Records from a collection

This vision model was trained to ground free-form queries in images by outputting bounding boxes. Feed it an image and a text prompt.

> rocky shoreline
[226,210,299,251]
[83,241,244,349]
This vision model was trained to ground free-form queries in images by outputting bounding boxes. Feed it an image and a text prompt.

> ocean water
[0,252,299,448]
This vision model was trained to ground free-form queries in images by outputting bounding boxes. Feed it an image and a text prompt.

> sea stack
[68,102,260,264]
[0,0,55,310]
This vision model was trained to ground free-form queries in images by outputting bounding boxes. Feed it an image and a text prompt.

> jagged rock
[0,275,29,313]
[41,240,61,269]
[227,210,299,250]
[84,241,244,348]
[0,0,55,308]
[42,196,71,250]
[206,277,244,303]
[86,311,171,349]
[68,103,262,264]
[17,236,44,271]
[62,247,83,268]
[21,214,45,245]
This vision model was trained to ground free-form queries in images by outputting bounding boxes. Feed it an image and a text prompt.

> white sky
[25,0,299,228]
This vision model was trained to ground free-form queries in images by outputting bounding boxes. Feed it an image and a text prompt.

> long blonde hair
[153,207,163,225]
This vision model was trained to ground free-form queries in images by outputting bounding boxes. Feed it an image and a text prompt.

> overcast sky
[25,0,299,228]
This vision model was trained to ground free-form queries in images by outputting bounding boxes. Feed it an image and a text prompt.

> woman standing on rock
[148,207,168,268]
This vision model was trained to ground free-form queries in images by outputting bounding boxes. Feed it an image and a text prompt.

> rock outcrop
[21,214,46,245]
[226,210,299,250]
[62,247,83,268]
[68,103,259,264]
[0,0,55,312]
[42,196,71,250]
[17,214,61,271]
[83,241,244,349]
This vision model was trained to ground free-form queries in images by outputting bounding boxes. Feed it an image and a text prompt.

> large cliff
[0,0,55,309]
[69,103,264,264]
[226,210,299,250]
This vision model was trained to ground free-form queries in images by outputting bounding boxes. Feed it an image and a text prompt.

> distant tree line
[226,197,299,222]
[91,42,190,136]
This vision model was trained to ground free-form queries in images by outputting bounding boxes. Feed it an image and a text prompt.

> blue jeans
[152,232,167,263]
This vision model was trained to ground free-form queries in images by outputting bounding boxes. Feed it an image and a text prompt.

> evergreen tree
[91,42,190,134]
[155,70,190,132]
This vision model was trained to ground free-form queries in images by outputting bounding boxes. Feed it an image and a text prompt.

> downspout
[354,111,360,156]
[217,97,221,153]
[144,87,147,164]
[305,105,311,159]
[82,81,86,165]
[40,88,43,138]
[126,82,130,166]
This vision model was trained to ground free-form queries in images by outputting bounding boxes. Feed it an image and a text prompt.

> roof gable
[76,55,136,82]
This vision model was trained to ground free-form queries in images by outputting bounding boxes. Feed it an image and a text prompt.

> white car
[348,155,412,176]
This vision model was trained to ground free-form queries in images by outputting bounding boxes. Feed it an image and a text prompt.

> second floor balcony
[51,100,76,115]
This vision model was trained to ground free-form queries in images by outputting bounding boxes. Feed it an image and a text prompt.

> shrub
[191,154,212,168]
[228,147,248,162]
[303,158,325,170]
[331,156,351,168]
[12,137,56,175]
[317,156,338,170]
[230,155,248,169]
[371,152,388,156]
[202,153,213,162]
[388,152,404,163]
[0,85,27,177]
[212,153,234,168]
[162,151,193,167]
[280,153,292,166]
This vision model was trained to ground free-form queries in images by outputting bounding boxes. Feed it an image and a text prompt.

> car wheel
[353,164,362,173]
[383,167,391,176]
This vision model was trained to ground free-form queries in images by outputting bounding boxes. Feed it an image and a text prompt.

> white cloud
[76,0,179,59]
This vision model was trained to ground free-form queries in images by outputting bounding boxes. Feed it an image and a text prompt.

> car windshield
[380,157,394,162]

INSTRUCTIONS FOR THE TASK :: Write out the records again from the start up to and including the line with "[0,252,299,448]", keeping the requests. Add 9 to every bounding box coordinate in the answers.

TASK ANSWER ::
This vision model was trained to ground free-form queries in images by outputting bounding boxes. Feed it an image and a text prompt.

> rocky shoreline
[235,219,308,260]
[92,250,253,358]
This vision model was trained to ground free-form queries in images by outputting bounding boxes. Feed it an image and a text prompt.

> ocean water
[9,261,308,457]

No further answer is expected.